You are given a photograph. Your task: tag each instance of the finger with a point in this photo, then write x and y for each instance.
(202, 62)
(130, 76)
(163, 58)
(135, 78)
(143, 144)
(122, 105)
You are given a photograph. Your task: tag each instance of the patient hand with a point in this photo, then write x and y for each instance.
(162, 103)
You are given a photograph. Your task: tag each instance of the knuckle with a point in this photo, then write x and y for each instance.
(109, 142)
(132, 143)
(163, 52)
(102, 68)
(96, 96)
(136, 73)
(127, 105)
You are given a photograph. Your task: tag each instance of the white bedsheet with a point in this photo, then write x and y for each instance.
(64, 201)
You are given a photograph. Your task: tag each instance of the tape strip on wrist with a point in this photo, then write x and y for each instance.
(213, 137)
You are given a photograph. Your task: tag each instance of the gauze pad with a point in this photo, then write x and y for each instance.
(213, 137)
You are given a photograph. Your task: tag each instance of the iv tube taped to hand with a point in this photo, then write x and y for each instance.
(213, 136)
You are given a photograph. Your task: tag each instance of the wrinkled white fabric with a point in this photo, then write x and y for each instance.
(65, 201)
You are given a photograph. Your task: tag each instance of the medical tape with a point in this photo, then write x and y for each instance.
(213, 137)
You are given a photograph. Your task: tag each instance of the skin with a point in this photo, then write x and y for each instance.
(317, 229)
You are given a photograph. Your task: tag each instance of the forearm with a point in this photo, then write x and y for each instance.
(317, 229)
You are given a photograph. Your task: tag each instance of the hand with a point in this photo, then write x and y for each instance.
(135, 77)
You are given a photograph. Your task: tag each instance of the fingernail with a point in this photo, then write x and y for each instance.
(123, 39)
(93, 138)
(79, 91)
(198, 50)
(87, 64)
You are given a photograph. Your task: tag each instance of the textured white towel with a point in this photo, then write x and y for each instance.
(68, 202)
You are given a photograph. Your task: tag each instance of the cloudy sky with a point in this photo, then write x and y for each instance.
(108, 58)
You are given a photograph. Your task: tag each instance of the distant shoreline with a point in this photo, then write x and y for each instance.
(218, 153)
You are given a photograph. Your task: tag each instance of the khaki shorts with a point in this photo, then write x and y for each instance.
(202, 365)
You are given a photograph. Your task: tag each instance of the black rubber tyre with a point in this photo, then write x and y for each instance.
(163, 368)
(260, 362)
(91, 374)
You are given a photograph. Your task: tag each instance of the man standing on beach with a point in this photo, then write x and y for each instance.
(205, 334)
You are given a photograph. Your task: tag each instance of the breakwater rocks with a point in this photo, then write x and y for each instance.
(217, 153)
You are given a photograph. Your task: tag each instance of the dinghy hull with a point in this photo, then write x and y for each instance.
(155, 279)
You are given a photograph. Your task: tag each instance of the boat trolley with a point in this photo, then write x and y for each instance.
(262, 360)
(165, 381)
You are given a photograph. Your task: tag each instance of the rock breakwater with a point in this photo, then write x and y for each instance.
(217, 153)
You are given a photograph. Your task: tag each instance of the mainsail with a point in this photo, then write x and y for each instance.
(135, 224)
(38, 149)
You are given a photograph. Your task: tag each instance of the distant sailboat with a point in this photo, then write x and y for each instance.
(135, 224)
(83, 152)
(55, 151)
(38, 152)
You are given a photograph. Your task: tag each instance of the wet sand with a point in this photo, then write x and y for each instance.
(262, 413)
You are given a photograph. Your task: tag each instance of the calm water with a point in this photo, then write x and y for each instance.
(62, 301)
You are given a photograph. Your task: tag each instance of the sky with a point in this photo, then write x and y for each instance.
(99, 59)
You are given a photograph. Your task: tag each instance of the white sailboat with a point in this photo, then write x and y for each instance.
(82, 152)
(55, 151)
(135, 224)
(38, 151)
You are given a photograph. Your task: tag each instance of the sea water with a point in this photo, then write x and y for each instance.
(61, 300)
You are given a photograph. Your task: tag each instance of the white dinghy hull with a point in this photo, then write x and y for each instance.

* To do: With every line intact, output the listing above exactly.

* Result for this exercise:
You are given a photograph. Your task: tag each instance of the finger with a point in this photo, then write x and y for each instance.
(202, 62)
(130, 76)
(163, 58)
(135, 78)
(143, 144)
(122, 105)
You are given a photograph. Your task: tag each instance of the patient hand with a point in this photo, then write x and y for each instance.
(162, 103)
You are given a photograph. Your task: tag each instance of the knuckle with a point in this photo, then write x and y for each instance.
(109, 142)
(132, 143)
(163, 52)
(102, 68)
(96, 96)
(136, 73)
(127, 105)
You are given a photograph. Your task: tag each instance of the white bedsheet with a point in this photo, then write x and y for each instance.
(64, 201)
You are given a photograph. Your task: tag each instance of the tape strip on wrist with a point in this photo, then write x and y for each instance.
(213, 137)
You are given a photograph. Your task: tag each instance of the gauze pad with a point in this photo, then write x and y for each instance.
(213, 137)
You are given a photograph. Your task: tag each instance of the iv tube taped to hand with a point in this photo, then write x and y for each instance.
(213, 136)
You are given a photograph. Your task: tag each instance of the wrinkled white fabric with a point in this photo, then write x and y for each instance.
(65, 201)
You are given a photograph. Your task: tag each instance of the medical tape with a point in this photo, then write x and y for each instance.
(213, 137)
You are given a photograph. Your task: tag each instance of the skin with a point in this photo, then write x and y for each instance.
(317, 229)
You are given a photograph. Your task: tag each instance of the forearm with a point in this photo, then write x and y for each instance.
(317, 229)
You are given a photograph. Your task: tag each instance of the hand with a point in this photo, then write x and y for each instance.
(135, 77)
You are given a photograph. Your task: tag each instance of the fingernail with a point in this photo, then write x and y for each instance.
(123, 39)
(93, 138)
(79, 91)
(198, 50)
(87, 64)
You are given a photograph. Your task: tag each instance of the textured white towel with a point in this photo, then write x and y for each instance.
(68, 202)
You are given a photograph. Your task: tag each instance of the cloudy sky with a point in this photo, then write x and y for each instance.
(108, 58)
You are given a photograph. Your task: tag each instance of the distant shoreline with a point in this photo, then write x and y for each instance.
(218, 153)
You are given a photograph. Your task: tag each instance of the khaki shorts with a point in this photo, then write x and y for each instance.
(202, 365)
You are given a photograph. Your task: tag each instance of the black rubber tyre with a point in this photo, then write x and y for each instance.
(163, 368)
(260, 362)
(91, 374)
You are given a photograph. Your task: tag each instance of the man standing on beach with a point in this photo, then write x and y for each instance.
(205, 334)
You are given a photograph. Your task: tag each instance of the breakwater rocks with a point in this photo, then write x and y for each instance.
(217, 153)
You are given a photograph. Your task: tag each instance of the dinghy hull with a point in this photo, then write x and y for each instance.
(155, 279)
You are given a photograph. Your task: tag each instance of the boat trolley with a point in this photo, then write x and y for each instance.
(262, 360)
(165, 381)
You are given a photograph. Your task: tag each instance of the rock breakwater with a point in this photo, then write x and y for each instance.
(217, 153)
You are given a photograph. Your task: tag each instance of the mainsail with a point in this photo, then write x and y for each instance.
(135, 224)
(38, 149)
You are given a photograph. Your task: tag each instance of the distant sailboat with a point in this photo, then write x and y for each instance.
(135, 224)
(83, 152)
(55, 151)
(38, 152)
You are given a photograph. Your task: tag each instance of the wet sand with a point in this photo, then write x and y for each instance.
(262, 413)
You are given a photograph. Your task: tag each instance of the calm water with a point in this photo, then write x and y for each instance.
(62, 301)
You are given a photograph. Your task: tag each instance of the sky with a point in this photo, then write x and y for each instance.
(99, 59)
You are given a photograph. Your task: tag each instance of the white sailboat with a point in this photo, then write x and y for each instance.
(82, 152)
(55, 151)
(135, 224)
(38, 151)
You are given a photograph. Your task: tag each instance of the sea water with a point in this photo, then write x and y for each instance.
(61, 300)
You are given a photograph. Your task: tag each instance of the white dinghy hull with a point in this photo, then write x and y for each instance.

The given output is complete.